### Exercise
Please rewrite the material below with every "Query" changed to "Label" and nothing else altered. Leave the pictures out of your version.

### Records supplied
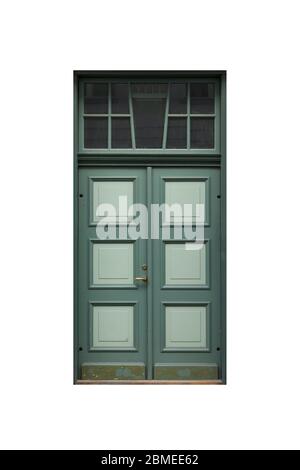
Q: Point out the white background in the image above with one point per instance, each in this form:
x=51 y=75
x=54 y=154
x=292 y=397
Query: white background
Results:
x=257 y=42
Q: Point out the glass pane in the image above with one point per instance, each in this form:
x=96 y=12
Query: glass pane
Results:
x=178 y=96
x=202 y=98
x=149 y=105
x=149 y=118
x=120 y=133
x=202 y=133
x=119 y=98
x=176 y=138
x=95 y=98
x=95 y=133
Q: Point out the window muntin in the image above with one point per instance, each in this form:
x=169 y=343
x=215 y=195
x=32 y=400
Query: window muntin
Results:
x=152 y=115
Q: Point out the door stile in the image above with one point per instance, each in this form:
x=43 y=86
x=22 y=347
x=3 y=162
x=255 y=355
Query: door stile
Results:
x=149 y=365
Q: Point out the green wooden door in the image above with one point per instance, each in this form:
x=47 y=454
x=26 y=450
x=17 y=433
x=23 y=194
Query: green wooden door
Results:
x=186 y=285
x=112 y=304
x=166 y=327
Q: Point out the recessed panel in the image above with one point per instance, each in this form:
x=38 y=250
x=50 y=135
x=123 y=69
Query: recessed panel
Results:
x=186 y=327
x=112 y=327
x=109 y=192
x=185 y=192
x=112 y=263
x=185 y=267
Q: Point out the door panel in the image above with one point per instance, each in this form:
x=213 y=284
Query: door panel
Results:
x=186 y=287
x=112 y=315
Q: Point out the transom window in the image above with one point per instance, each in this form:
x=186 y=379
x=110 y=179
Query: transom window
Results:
x=129 y=115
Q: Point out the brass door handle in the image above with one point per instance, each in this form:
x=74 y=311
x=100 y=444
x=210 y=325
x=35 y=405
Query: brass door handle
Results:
x=142 y=278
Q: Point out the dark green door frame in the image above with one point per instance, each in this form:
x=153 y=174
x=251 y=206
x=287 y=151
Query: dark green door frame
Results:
x=170 y=158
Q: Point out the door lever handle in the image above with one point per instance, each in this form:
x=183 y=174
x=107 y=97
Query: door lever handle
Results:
x=142 y=278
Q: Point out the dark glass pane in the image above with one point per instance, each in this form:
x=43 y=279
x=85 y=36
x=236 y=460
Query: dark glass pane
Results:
x=178 y=97
x=120 y=133
x=149 y=116
x=176 y=138
x=95 y=133
x=95 y=98
x=119 y=98
x=202 y=98
x=202 y=133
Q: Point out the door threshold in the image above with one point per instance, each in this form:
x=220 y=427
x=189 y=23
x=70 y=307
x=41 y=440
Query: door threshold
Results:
x=149 y=382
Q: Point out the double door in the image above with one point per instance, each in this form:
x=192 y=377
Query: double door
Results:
x=148 y=294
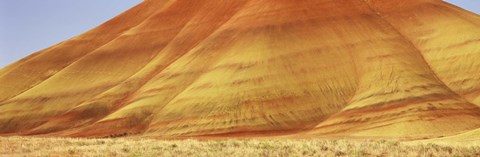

### Solution for this task
Q: Point out the white background in the image above with one point per instance, each in this form:
x=51 y=75
x=54 y=154
x=292 y=397
Label: white background
Results:
x=257 y=42
Q: Point out the glass pane in the image above with one point per instance, each in this form:
x=96 y=12
Label: glass pane
Results:
x=178 y=96
x=202 y=98
x=149 y=105
x=149 y=118
x=120 y=133
x=202 y=133
x=119 y=98
x=176 y=138
x=95 y=98
x=95 y=133
Q: Point out the window muntin in the image above with one point per instance, each in this form:
x=169 y=343
x=215 y=195
x=32 y=400
Label: window muntin
Results:
x=152 y=115
Q: Point out the door stile in the image above with one point per instance, each in this form:
x=43 y=86
x=22 y=347
x=3 y=162
x=255 y=355
Label: door stile
Results:
x=149 y=365
Q: Point out the green wooden door in the image above with one point per instance, each in this form:
x=47 y=454
x=26 y=450
x=17 y=433
x=23 y=194
Label: green wooden door
Results:
x=186 y=285
x=112 y=304
x=166 y=327
Q: Point out the recessed panel in the image above with one point per instance, each in this form:
x=38 y=250
x=50 y=135
x=123 y=69
Label: recessed panel
Results:
x=186 y=327
x=112 y=327
x=109 y=192
x=185 y=192
x=112 y=263
x=185 y=267
Q: Point out the door panel in the image above with one point per instance, each in this form:
x=213 y=284
Label: door panel
Results:
x=186 y=287
x=112 y=315
Q: Point out the transom window in the image above with one point per instance, each in this form:
x=186 y=379
x=110 y=179
Label: transom window
Results:
x=129 y=115
Q: Point out the brass door handle in the image above with one point per instance, each in this form:
x=74 y=311
x=100 y=444
x=210 y=325
x=35 y=405
Label: brass door handle
Results:
x=142 y=278
Q: Point out the dark green door frame in the image above with one point per instance, each in this form:
x=153 y=174
x=251 y=206
x=287 y=151
Label: dark green door frame
Results:
x=170 y=158
Q: Point out the door lever handle in the image above with one point per instance, each in this form:
x=183 y=174
x=107 y=97
Label: door lever handle
Results:
x=142 y=278
Q: Point out the dark glass pane in the image above with one point per instance, each in this form:
x=43 y=279
x=85 y=36
x=236 y=460
Label: dark glass pane
Results:
x=178 y=97
x=120 y=133
x=149 y=116
x=176 y=138
x=95 y=133
x=95 y=98
x=119 y=98
x=202 y=98
x=202 y=133
Q: Point out the door threshold in the image above with one point per instance, each in this form:
x=220 y=427
x=189 y=23
x=70 y=307
x=41 y=440
Label: door threshold
Results:
x=149 y=382
Q: Point out the double door in the image above with one point per instance, each in this form:
x=192 y=377
Label: double door
Results:
x=148 y=294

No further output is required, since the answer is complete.